EXERCISE: Reproduce the lines of data that follow, starting at the line containing "Where can the blue umpire" and ending at the line containing "x=495, y=183", with both of those lines included.

───

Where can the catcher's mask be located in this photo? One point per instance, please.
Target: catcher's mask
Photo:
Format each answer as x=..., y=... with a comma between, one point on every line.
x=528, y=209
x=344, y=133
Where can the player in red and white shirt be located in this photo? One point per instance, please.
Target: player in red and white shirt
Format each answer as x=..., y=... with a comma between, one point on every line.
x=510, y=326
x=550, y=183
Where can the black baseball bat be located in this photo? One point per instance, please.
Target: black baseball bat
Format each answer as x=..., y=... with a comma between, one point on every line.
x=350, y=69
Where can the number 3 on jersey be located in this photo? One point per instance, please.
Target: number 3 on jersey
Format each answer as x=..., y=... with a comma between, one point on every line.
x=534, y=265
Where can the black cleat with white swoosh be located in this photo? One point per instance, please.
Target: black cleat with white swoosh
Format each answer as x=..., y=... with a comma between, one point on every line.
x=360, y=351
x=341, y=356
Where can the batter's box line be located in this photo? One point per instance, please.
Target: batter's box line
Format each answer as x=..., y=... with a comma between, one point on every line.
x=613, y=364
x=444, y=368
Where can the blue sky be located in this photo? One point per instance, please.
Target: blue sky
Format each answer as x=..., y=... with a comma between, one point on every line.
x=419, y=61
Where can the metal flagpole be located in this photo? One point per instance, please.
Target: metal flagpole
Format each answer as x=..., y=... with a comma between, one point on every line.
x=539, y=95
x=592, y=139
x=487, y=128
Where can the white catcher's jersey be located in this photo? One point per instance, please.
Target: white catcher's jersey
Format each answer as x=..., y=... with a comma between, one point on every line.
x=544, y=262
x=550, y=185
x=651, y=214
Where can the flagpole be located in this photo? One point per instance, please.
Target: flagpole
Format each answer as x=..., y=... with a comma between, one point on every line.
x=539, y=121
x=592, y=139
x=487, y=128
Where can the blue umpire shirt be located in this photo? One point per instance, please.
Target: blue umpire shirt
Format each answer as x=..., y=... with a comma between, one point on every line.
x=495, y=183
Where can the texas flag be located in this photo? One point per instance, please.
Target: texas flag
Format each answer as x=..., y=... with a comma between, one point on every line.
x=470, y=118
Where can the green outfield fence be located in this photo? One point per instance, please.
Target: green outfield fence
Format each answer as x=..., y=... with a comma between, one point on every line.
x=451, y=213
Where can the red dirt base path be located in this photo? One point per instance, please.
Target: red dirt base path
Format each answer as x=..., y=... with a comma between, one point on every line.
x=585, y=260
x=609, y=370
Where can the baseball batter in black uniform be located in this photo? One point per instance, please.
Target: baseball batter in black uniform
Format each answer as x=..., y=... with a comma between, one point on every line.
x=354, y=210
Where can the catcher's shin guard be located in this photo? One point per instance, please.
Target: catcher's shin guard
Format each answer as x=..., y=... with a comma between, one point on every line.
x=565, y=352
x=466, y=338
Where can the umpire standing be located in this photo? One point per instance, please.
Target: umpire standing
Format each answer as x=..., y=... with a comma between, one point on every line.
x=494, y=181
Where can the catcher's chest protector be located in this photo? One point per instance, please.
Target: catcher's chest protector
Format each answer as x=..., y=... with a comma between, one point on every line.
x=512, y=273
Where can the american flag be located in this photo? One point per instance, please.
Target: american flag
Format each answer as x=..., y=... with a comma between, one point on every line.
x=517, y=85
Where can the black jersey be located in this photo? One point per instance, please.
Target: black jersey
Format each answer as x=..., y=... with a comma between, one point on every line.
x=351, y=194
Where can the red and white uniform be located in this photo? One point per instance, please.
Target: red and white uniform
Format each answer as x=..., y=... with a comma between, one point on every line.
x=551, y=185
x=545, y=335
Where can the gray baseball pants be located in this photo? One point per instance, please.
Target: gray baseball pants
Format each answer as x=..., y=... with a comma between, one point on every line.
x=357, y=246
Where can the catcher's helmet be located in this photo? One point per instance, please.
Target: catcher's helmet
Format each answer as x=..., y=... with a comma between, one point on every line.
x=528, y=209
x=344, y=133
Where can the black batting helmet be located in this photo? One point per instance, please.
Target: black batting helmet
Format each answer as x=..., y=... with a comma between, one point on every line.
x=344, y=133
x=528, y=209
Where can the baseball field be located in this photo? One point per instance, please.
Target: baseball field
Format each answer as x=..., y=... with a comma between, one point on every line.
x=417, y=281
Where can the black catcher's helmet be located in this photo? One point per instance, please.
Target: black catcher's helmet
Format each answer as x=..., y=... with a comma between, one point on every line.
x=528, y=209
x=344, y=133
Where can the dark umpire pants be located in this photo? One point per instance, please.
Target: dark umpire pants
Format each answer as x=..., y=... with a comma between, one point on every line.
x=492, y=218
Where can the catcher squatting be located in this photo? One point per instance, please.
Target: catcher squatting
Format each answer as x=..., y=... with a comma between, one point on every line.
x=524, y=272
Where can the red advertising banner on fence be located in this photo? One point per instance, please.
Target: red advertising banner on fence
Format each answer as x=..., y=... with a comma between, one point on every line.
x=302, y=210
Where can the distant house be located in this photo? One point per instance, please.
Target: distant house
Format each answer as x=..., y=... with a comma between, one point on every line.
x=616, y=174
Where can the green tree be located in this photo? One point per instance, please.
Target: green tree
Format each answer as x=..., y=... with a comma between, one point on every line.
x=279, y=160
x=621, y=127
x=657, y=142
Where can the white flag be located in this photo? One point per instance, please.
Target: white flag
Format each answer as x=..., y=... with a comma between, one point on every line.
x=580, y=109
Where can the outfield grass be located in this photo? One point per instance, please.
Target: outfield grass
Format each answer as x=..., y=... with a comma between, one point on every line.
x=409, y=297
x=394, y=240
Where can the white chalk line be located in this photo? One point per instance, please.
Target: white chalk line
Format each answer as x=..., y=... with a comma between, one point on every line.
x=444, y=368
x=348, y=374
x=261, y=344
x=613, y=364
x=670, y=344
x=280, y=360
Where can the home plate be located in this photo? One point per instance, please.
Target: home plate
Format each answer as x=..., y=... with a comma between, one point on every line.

───

OUTPUT OF THE TASK:
Where can the blue umpire shirt be located in this photo? One point per instance, please.
Target: blue umpire shirt
Format each answer as x=..., y=... with a comma between, one point on every line.
x=495, y=183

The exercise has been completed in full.